◆ **Requests**:
1 – Say whether each statement below agrees with the cache design text that follows, answering yes or no and quoting the deciding words of the text: (a) Power consumption went down after the L2 cache was added. (b) The cache control design taken from MP3 could already support 2-way set-associative cache lines. (c) The LRU array held one bit for each way.
2 – Write out the part of the cache design text below that lies between "Starting with modified" and "LRU bit up-to-date.", inclusive.
3 – Carry the cache design text below further, starting after its last sentence, before the listing.

◆ **Text extract**:
*****
After making the necessary changes to our datapath to increase our clock speeds, the metrics taken from the competition code further justify the presence of having the L2 cache. We see similar gains in the total time needed to execute the program as in CP3 testcode, but our number of misses in the D-cache specifically is reduced drastically thanks to the L2 being able to serve that data. Although we do see an increase in power consumption, the  $\sim$ 22.8% increased power consumption is still less than the doubling in performance, making the L2 cache a worthwhile feature to keep.

## 3.3.2 4-way Set-associative Cache:

Starting with modified code from MP3, we already had a cache control design that could support 2-way set-associative cache lines. This means that a LRU (least recently used) array was included, which held a bit for each set. The bit would determine, in the event of a cache miss, which way would be chosen to house the new chunk of memory in the cache. On each access to a set, the LRU would be updated to the other way to keep the LRU bit up-to-date.
*****
◆ **Stored data**:
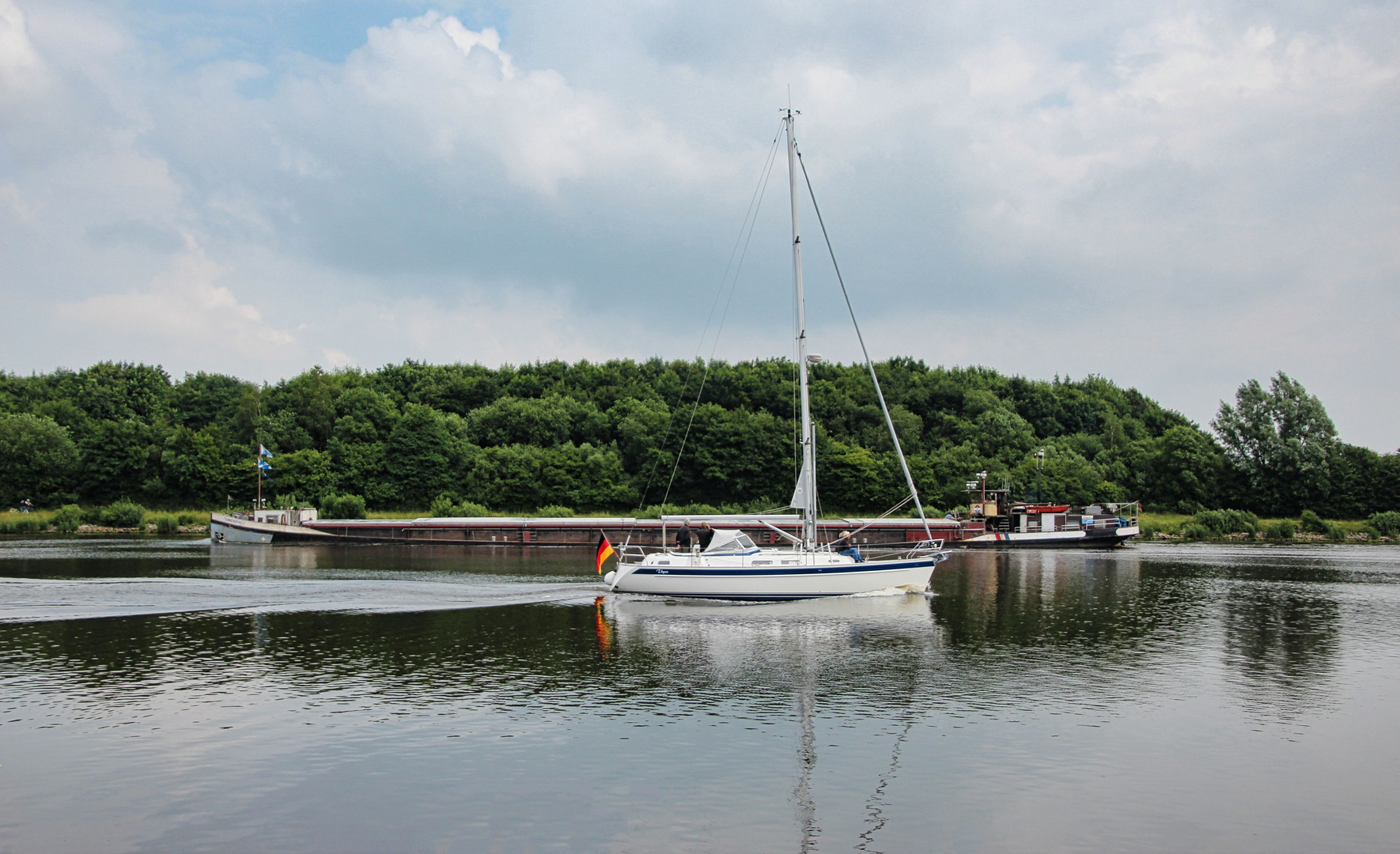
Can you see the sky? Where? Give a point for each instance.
*****
◆ **Answers to the exercises**:
1 –
(a) No: "we do see an increase in power consumption"
(b) Yes: "we already had a cache control design that could support 2-way set-associative cache lines"
(c) No: "which held a bit for each set"

2 –
Starting with modified code from MP3, we already had a cache control design that could support 2-way set-associative cache lines. This means that a LRU (least recently used) array was included, which held a bit for each set. The bit would determine, in the event of a cache miss, which way would be chosen to house the new chunk of memory in the cache. On each access to a set, the LRU would be updated to the other way to keep the LRU bit up-to-date.

3 –
However, the single bit system breaks down when there are more than 2 ways, and a queue which orders the ways by how recently they have been accessed requires a lot of logic. Because of this limitation, the main design alteration to incorporate a 4-way cache was to enable a pseudo-LRU replacement policy. This includes 3 bits for each set which act as a sort of binary search tree for the ways. Say you have BST leaves numbered 1-4. They can be grouped into subtrees of 1+2 and 3+4. The first bit of the LRU segment determines which subtree was used least recently, then the next two bits

function as normal for the subtrees. The logic determines which way is least recently used by navigating down this representation of a tree.

In order to test this advanced design option, we decided to use the comp3.s, due to its large instruction size and the cache evictions it requires. Since the pseudo-LRU logic was the main change aside from instantiating more register arrays and due to time constraints, we did not rigorously test this option with its own testbench.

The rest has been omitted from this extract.